═════ Документ ═════
Консулам назначены были провинции: Красс уступил Сципиону Сицилию без жеребьевки, так как его, главного понтифика, удерживало в Италии попечение о священнодействиях. Красс получил область бруттийцев. (13) Жеребьевкой распределены были обязанности между преторами: городская претура досталась Сервилию; Аримин (так называли Галлию) – Спурию Лукрецию, Сицилия – Луцию Эмилию, Гнею Октавию – Сардиния.
(14) На Капитолии собрался сенат[906]. Публий Сципион доложил о делах; сенат постановил: игры, которые Сципион обещал дать во время солдатского мятежа в Испании, пусть дает из тех денег, которые он сам внес в казну.
39. (1) Сципион представил сенату послов из Сагунта. Самый старший из них начал так: «Мы претерпели тягчайшие бедствия, отцы-сенаторы, лишь бы до конца сохранить вам верность. О своих бедах мы не скорбим: ведь столько доброго сделали нам и вы, и ваши военачальники.
(2) Ради нас вы начали эту войну и, начав, упорно ведете ее уже четырнадцатый год; вы нередко и сами оказывались на краю гибели, и карфагенян подвергали такой же опасности. (3) В Италии шла жесточайшая война с таким противником, как Ганнибал, и вы все же отправили в Испанию войско и консула, словно затем, чтобы подобрать обломки нашего кораблекрушения.
(4) Публий и Гней Корнелии с того дня, как прибыли в Испанию, не упускали возможности сделать что-нибудь нам на пользу, а нашим врагам во вред. (5) Прежде всего они возвратили нам наш город; по всей Испании они разослали гонцов разыскивать наших сограждан, распроданных в рабство, и возвратили им свободу.
(6) Мы готовы были поверить, что злоключениям нашим конец, что вот оно, желанное счастье, когда Публий и Гней Сципионы, ваши военачальники, погибли на горе нам, едва ли не больше, чем вам.
(7) Из дальних мест вернулись мы на старое пепелище, казалось, лишь для того, чтобы еще раз увидеть гибель родного города и погибнуть с ним вместе. (8) Чтобы покончить с нами, не требовалось ни карфагенского полководца, ни карфагенского войска – нас истребили бы турдулы, застарелые наши враги, виновники первого разрушения нашего города.
═════
**Условие задания:** Пожалуйста, ответьте по документу: какая провинция досталась Гнею Октавию? Список ниже к заданию никакого отношения не имеет.
═════ Сохранённые данные ═════
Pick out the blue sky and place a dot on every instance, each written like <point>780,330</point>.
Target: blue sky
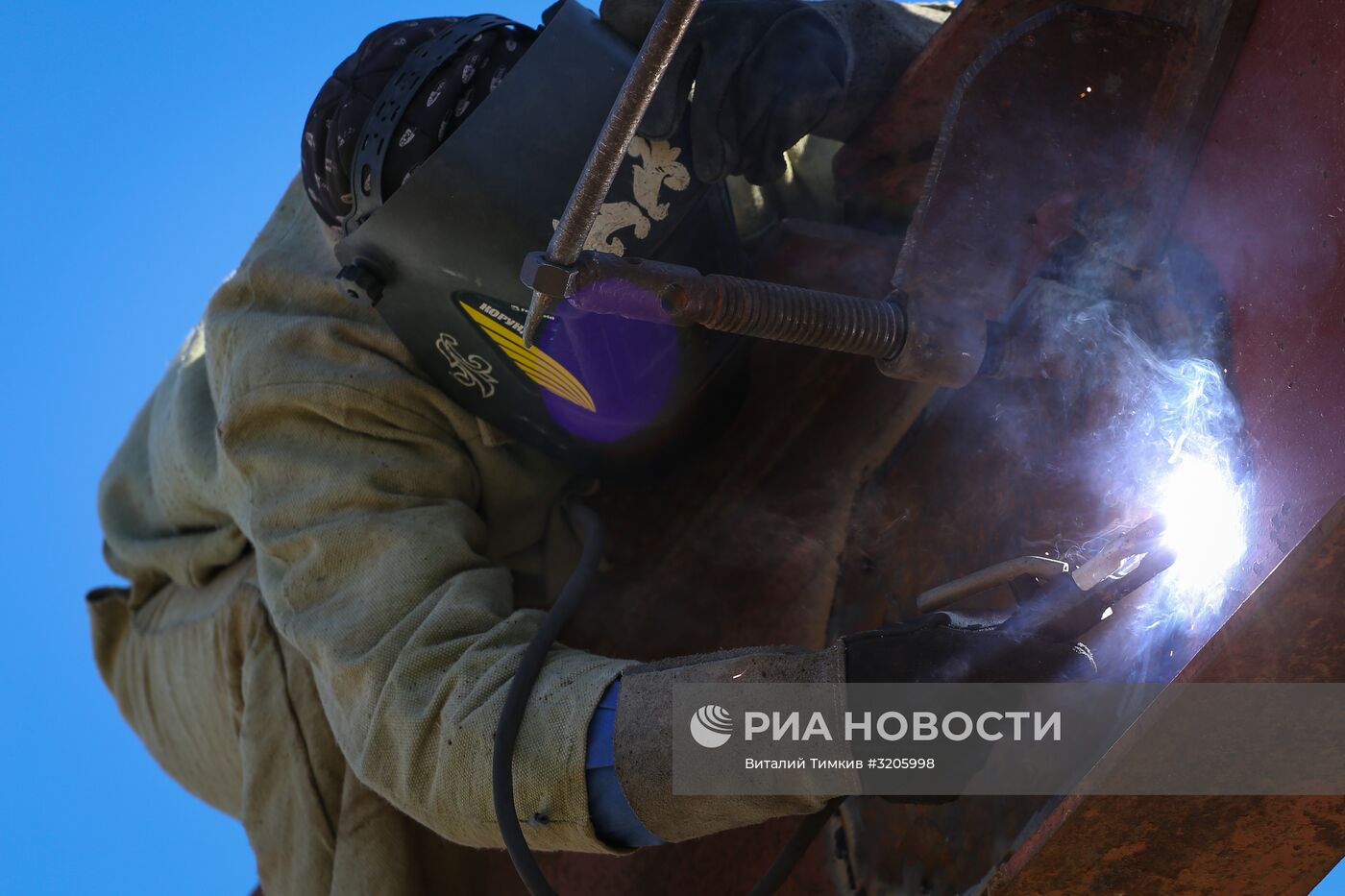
<point>148,141</point>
═════
**Ответ на задание:** Гнею Октавию досталась Сардиния.